## Given exercise
Update these lines so that every "instance" becomes "occurrence", leaving everything else unchanged.

[start of Supplied information]

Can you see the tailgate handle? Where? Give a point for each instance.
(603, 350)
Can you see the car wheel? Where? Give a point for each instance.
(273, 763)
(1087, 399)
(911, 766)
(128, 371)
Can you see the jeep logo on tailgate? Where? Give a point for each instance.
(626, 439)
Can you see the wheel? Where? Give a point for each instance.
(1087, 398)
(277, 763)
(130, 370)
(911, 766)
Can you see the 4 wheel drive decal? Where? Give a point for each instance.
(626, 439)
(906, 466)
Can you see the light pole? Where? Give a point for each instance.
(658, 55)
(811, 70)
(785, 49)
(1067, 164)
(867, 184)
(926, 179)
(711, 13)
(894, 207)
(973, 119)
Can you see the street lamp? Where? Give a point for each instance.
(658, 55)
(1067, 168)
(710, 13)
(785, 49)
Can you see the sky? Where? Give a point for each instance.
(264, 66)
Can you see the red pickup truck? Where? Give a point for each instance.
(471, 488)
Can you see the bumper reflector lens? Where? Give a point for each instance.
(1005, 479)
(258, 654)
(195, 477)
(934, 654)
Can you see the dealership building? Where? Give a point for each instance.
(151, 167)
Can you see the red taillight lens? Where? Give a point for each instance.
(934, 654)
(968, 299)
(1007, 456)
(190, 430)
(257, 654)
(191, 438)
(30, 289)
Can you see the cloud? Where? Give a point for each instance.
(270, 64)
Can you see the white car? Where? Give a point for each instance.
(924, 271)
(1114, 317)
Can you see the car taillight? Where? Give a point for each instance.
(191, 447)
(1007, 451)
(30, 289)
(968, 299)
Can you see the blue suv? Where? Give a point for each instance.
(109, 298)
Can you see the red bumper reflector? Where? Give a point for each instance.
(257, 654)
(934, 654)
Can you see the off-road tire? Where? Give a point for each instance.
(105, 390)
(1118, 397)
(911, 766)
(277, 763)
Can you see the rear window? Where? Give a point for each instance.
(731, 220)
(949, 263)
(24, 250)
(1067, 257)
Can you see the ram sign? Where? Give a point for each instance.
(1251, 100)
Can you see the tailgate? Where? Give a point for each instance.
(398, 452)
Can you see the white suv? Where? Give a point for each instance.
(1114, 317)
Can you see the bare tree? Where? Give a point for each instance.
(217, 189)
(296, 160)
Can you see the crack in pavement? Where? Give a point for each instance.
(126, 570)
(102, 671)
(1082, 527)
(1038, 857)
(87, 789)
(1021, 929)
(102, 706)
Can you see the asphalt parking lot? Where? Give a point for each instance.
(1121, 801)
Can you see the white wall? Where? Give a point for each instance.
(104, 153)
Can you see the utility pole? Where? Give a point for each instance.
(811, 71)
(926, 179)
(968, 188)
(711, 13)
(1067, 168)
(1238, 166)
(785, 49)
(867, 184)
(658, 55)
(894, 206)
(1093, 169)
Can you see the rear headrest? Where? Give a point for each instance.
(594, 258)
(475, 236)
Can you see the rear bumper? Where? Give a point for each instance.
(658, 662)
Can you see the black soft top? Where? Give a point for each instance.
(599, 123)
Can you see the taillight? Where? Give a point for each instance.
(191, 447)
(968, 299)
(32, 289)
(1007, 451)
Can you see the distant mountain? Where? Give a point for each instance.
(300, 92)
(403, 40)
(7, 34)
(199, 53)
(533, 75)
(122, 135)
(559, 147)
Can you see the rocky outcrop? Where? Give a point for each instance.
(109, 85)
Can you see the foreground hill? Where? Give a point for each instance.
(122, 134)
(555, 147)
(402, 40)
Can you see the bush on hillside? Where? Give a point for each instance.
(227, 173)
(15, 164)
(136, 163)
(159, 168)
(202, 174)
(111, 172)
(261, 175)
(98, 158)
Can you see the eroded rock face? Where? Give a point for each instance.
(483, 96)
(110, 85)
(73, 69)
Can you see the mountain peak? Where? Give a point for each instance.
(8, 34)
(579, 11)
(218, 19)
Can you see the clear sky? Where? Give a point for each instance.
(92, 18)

[end of Supplied information]

## The solution
Can you see the tailgate handle? Where? Give a point for each occurrence.
(603, 350)
Can you see the car wheel? Where? Give a point for each occurrence.
(273, 763)
(1087, 399)
(911, 766)
(128, 371)
Can you see the jeep logo on tailgate? Where? Give a point for each occurrence.
(626, 439)
Can you see the wheel? Where? Give a point for each occurrence.
(1087, 398)
(277, 763)
(130, 370)
(911, 766)
Can you see the 4 wheel drive decal? Where? Give a point for each occurrence.
(626, 439)
(906, 466)
Can you see the light pole? Where? Give a point for each occurrence.
(658, 55)
(811, 70)
(785, 49)
(1067, 164)
(867, 184)
(926, 179)
(711, 13)
(894, 207)
(973, 119)
Can you see the street lamp? Where? Give a point for each occurrence.
(658, 55)
(1067, 168)
(710, 13)
(785, 49)
Can you see the sky? Where? Give a point for each occurrence.
(264, 66)
Can you see the red pickup truck? Where? Give a point for each occurrence.
(471, 488)
Can you see the bumper reflector lens? Where? Give a point for each occurrence.
(1005, 479)
(258, 654)
(195, 477)
(934, 654)
Can you see the dealership building? Where? Give a point for each occurrence.
(151, 167)
Can you see the red taillight lens? Where? Give a point for each occurrence.
(934, 654)
(968, 299)
(1007, 456)
(190, 430)
(257, 654)
(191, 438)
(30, 289)
Can you see the cloud? Where? Give a point for each occurrence.
(270, 64)
Can you see the white car? Where? Give a point for each occurrence.
(924, 271)
(1114, 317)
Can you see the car taillight? Where? Give a point for each occurrence.
(191, 447)
(1007, 451)
(30, 289)
(968, 299)
Can you see the blue suv? Where? Give a point for each occurrence.
(109, 298)
Can you see the red bumper reflector? Where? Give a point for each occurrence.
(257, 654)
(934, 654)
Can you see the off-road tire? Where? Give a point for each occurrence.
(105, 390)
(1118, 397)
(911, 766)
(277, 763)
Can you see the rear window? Where? Give a point for each occurrence.
(731, 220)
(949, 263)
(24, 250)
(1067, 257)
Can you see the ram sign? Where? Give a point for each occurrence.
(1251, 100)
Can you see the tailgate? Where? Give a point for each occurrence.
(398, 452)
Can you see the white suv? Where? Give a point for each occurrence.
(1114, 317)
Can you see the bare tree? Where? Give a point for each occurrence.
(217, 189)
(296, 160)
Can you see the crack in pavement? Where? Give a point for each occurrence.
(126, 570)
(102, 671)
(1082, 527)
(1038, 857)
(87, 789)
(1021, 929)
(102, 706)
Can you see the asphalt parking lot? Where? Give a point for each occurrence.
(1121, 801)
Can you see the white wall? Where? Give a point for each occurrence.
(104, 153)
Can you see the utility pole? Where? Give a point for each occurrence.
(811, 71)
(926, 179)
(968, 188)
(711, 13)
(1067, 168)
(1238, 166)
(785, 49)
(867, 184)
(658, 55)
(894, 206)
(1093, 169)
Can you see the rear headrest? Where? Give a point for each occurrence.
(594, 258)
(475, 236)
Can you see the rear bumper? Where? Give a point for each occurrence.
(658, 662)
Can you see the black soft top? Where? Give a point for each occurrence.
(599, 123)
Can you see the taillight? Where? Give a point for each occurrence.
(191, 447)
(968, 299)
(32, 289)
(1007, 451)
Can you see the distant mountain? Where? Give a point for each occurrence.
(300, 92)
(403, 40)
(7, 34)
(199, 53)
(533, 75)
(122, 135)
(559, 147)
Can you see the rocky outcrop? Where? Give a point for each occurrence.
(109, 85)
Can you see the foreground hill? Where? Give a point for each occurrence.
(122, 134)
(555, 147)
(402, 40)
Can you see the bush on hillside? Where? Give a point for each occurrence.
(227, 173)
(15, 164)
(136, 163)
(159, 168)
(202, 174)
(111, 172)
(261, 175)
(98, 158)
Can you see the eroded rock face? Where? Give a point for each occurrence.
(483, 96)
(110, 85)
(73, 69)
Can you see the mountain peak? Where? Give a point for each occurrence.
(8, 34)
(579, 11)
(218, 19)
Can you see the clear sky? Where? Give a point for each occurrence.
(92, 18)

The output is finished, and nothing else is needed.